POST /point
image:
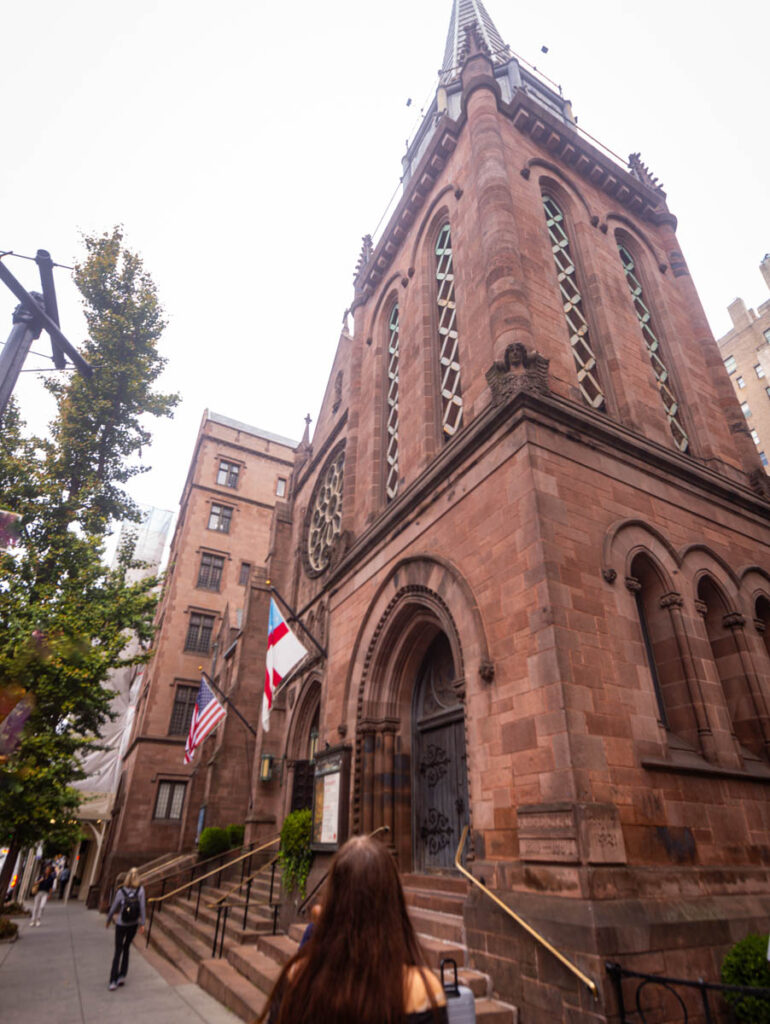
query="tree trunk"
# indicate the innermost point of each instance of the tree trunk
(7, 869)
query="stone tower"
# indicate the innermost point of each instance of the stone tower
(532, 532)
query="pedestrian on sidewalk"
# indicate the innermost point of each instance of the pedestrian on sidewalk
(41, 891)
(130, 901)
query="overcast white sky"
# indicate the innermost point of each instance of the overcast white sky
(247, 146)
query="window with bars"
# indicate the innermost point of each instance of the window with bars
(227, 474)
(181, 714)
(665, 385)
(210, 572)
(580, 338)
(200, 630)
(391, 452)
(169, 802)
(220, 517)
(448, 356)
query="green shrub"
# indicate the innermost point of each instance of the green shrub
(212, 842)
(296, 856)
(236, 835)
(746, 964)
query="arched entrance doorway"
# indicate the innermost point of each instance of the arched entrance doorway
(439, 764)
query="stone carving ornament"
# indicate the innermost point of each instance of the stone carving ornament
(324, 521)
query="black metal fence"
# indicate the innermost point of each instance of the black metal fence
(652, 998)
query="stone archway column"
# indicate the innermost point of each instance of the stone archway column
(735, 623)
(674, 602)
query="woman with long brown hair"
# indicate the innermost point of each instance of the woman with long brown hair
(362, 964)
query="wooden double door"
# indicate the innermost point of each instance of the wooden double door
(439, 763)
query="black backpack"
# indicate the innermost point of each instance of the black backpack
(131, 907)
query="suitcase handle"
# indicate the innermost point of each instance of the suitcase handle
(453, 988)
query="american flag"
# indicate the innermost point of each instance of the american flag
(207, 714)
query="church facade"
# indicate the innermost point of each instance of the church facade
(532, 536)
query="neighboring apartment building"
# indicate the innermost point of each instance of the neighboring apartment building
(745, 350)
(237, 475)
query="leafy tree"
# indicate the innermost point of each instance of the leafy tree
(65, 617)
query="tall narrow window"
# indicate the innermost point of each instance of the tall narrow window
(580, 339)
(662, 380)
(391, 454)
(452, 392)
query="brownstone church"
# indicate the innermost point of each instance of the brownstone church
(531, 537)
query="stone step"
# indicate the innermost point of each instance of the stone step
(446, 927)
(495, 1012)
(277, 947)
(225, 983)
(432, 899)
(166, 945)
(441, 883)
(259, 969)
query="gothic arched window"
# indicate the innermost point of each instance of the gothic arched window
(662, 379)
(391, 452)
(452, 392)
(580, 339)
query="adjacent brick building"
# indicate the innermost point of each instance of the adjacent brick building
(237, 475)
(533, 535)
(745, 350)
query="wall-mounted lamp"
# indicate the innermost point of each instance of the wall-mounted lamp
(265, 767)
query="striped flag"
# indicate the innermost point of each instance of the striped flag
(206, 716)
(284, 651)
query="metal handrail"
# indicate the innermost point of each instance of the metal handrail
(227, 898)
(520, 921)
(216, 870)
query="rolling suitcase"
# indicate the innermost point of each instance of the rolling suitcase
(461, 1007)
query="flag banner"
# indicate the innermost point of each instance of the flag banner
(284, 651)
(207, 714)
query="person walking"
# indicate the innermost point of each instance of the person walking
(130, 901)
(362, 961)
(42, 890)
(63, 878)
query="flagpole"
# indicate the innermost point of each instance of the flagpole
(227, 700)
(295, 617)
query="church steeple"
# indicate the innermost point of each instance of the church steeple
(464, 13)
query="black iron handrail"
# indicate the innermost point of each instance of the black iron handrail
(617, 973)
(158, 901)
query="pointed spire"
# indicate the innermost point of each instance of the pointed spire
(464, 14)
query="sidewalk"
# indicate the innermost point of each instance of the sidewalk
(58, 974)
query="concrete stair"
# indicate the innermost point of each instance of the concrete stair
(243, 979)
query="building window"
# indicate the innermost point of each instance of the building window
(580, 339)
(227, 475)
(662, 380)
(448, 355)
(219, 518)
(168, 804)
(210, 572)
(181, 716)
(200, 630)
(391, 452)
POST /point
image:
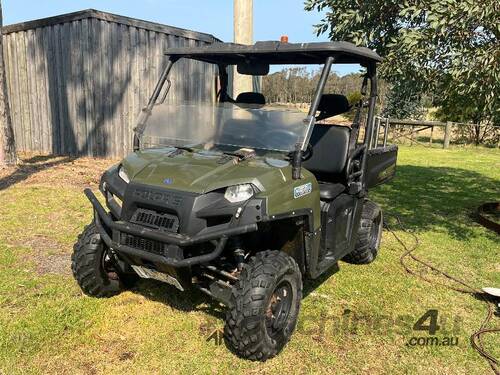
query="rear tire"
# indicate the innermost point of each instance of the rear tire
(264, 307)
(92, 266)
(369, 235)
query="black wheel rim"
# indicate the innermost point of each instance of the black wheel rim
(107, 264)
(374, 232)
(279, 308)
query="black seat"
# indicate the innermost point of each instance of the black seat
(330, 144)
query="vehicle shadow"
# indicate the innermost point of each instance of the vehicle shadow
(187, 301)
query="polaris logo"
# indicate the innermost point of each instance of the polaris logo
(158, 197)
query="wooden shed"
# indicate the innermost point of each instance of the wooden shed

----------

**The exercise**
Print all entries exactly. The images do not belong in the copy.

**Complete output**
POST /point
image:
query="tree trunk"
# indicate the innermost point of each instance of the tree trunk
(7, 869)
query="stone tower"
# indicate the innermost point of each instance of the stone tower
(532, 532)
query="pedestrian on sidewalk"
# indicate the innermost point of each instance of the pedestrian on sidewalk
(41, 891)
(130, 901)
query="overcast white sky"
# indicate the innermost point of each instance of the overcast white sky
(247, 146)
query="window with bars"
# indicate the innermost point of each instance of the window with bars
(227, 474)
(181, 714)
(665, 385)
(210, 572)
(580, 338)
(200, 630)
(391, 452)
(169, 802)
(220, 517)
(448, 356)
query="green shrub"
# indicate the innermost point of each instance of the green shrub
(212, 842)
(296, 856)
(236, 835)
(746, 964)
query="arched entrance doorway"
# indicate the innermost point of each instance of the arched entrance doorway
(439, 764)
query="stone carving ornament"
# indicate the innermost point of each instance of the stone carving ornament
(324, 521)
query="black metal fence"
# indicate the innermost point of each instance of the black metal fence
(652, 998)
query="stone archway column"
# indicate the innermost point of each instance of the stone archway column
(735, 623)
(674, 602)
query="woman with long brown hair"
# indicate the innermost point of each instance of the woman with long brown hair
(362, 964)
query="wooden double door"
# indicate the innermost point of each instance of the wooden double door
(439, 763)
query="black backpack"
# indicate the innermost point of each instance of the black backpack
(131, 907)
query="suitcase handle"
# indicate the innermost point of each instance of the suitcase handle
(453, 988)
query="american flag"
# indicate the innermost point of each instance of the american flag
(207, 714)
query="church facade"
# indicate the innermost point of each instance of the church facade
(532, 536)
query="neighboring apartment building"
# indicate the innermost point of each instance of the neighboring apartment building
(745, 350)
(237, 475)
query="leafy tree"
# indicate the innermost point of each instance of the leafy tree
(65, 617)
query="tall narrow window"
# indicate the innermost point of each instance of the tall narrow window
(580, 339)
(662, 380)
(391, 454)
(452, 392)
query="brownstone church"
# indicate the innermost point of each instance of the brownstone church
(531, 537)
query="stone step"
# indicate the innermost point of each instance of the stone step
(446, 927)
(495, 1012)
(277, 947)
(225, 983)
(432, 899)
(166, 945)
(441, 883)
(259, 969)
query="gothic arched window"
# indicate the innermost point of each instance of the gothic arched window
(662, 379)
(391, 452)
(452, 392)
(580, 339)
query="adjacent brick building"
# indicate the innermost point of each instance of the adjacent brick building
(237, 475)
(533, 535)
(745, 350)
query="wall-mounted lamp"
# indicate the innermost point of each instance of the wall-mounted lamp
(265, 767)
query="striped flag"
# indicate the innermost point of each instance of the striped flag
(206, 716)
(284, 651)
query="metal handrail"
# indicate the innermost point of each instance of the metal handrail
(227, 898)
(520, 921)
(216, 870)
query="rolling suitcase"
# indicate the innermost point of each instance of the rolling suitcase
(461, 1007)
query="flag banner"
# indicate the innermost point of each instance of the flag banner
(284, 651)
(207, 714)
query="person walking"
# indicate the innermost point of each instance of the person walking
(130, 901)
(362, 961)
(42, 890)
(63, 878)
query="flagpole"
# indicate the innermost point of each instance of the flagpole
(227, 700)
(295, 617)
query="church steeple"
# indicate the innermost point of each instance of the church steeple
(464, 13)
query="black iron handrail"
# indicate the innermost point of each instance of the black iron handrail
(617, 973)
(158, 901)
query="pointed spire"
# indicate the innermost point of each instance of the pointed spire
(464, 14)
query="sidewalk"
# indicate the innermost point of each instance of the sidewalk
(58, 974)
query="concrete stair"
# indicate the innermost point of each instance of the concrete stair
(243, 979)
query="building window"
# indicate the innermost point of each instance of the building window
(580, 339)
(227, 475)
(662, 380)
(448, 355)
(219, 518)
(168, 804)
(210, 572)
(181, 716)
(200, 630)
(391, 452)
POST /point
image:
query="rear tire"
# indicate the innermost point of each instance of the rear tire
(264, 307)
(92, 266)
(369, 235)
query="black wheel rim"
# indicate the innermost point of each instance of the black wheel rim
(107, 264)
(374, 232)
(279, 308)
query="black seat"
# indicate the innermost point of each instance of the black seat
(330, 144)
query="vehicle shadow"
# indicate the innermost point of each instance of the vehicle shadow
(187, 301)
query="polaris logo"
# indicate the innermost point of each instance of the polaris logo
(158, 197)
query="wooden shed"
# indicate the innermost point of each instance of the wooden shed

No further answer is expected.